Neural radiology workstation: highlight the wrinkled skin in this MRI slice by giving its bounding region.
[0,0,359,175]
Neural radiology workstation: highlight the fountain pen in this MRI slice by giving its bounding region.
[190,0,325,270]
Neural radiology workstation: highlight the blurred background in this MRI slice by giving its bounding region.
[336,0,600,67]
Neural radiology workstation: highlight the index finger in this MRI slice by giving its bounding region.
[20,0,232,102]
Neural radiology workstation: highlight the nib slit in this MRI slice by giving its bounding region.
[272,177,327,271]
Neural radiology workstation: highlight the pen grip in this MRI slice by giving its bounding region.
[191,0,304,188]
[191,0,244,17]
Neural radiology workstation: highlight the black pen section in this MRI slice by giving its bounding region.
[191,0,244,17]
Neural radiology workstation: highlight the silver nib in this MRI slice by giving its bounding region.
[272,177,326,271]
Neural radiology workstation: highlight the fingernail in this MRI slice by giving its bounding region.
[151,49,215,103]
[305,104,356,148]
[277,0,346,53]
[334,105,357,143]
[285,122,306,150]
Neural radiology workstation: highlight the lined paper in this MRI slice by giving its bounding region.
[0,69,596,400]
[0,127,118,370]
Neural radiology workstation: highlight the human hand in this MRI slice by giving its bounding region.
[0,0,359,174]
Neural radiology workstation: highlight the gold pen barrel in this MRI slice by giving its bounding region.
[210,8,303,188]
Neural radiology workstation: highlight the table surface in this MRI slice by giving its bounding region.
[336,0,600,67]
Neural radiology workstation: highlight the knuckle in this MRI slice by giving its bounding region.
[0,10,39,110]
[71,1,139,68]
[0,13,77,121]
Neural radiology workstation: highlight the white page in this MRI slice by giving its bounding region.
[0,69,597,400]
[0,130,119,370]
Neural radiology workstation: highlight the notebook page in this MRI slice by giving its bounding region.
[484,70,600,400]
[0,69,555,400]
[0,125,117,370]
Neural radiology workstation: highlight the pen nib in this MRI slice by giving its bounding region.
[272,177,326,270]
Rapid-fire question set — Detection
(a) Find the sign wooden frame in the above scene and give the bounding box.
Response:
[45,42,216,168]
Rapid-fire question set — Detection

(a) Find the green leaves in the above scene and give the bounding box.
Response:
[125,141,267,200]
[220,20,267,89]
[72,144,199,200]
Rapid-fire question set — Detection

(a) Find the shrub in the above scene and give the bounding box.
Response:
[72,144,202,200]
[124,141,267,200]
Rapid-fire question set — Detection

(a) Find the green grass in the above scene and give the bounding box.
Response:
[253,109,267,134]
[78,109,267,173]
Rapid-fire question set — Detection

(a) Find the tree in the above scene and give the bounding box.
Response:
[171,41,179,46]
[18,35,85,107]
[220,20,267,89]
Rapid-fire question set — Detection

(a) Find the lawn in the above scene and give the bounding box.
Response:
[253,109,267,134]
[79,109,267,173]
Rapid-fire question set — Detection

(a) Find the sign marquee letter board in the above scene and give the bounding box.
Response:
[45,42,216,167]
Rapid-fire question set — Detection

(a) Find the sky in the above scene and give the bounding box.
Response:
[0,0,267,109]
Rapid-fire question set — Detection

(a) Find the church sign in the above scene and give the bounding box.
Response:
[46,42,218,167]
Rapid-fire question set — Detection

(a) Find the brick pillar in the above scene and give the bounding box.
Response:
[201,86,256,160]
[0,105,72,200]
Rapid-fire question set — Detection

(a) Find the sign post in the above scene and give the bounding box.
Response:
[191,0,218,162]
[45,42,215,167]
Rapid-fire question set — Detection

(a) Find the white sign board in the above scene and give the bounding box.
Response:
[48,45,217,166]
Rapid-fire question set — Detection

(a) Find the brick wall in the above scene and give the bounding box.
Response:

• [PROBLEM DETAILS]
Collect every line in the lines above that contains the string "white", matching case exactly.

• [THE RESULT]
Neural radiology workstation: highlight the white page in this MRI slice by giving its bounding region.
(a) Find the white sign board in the above scene and give the bounding box.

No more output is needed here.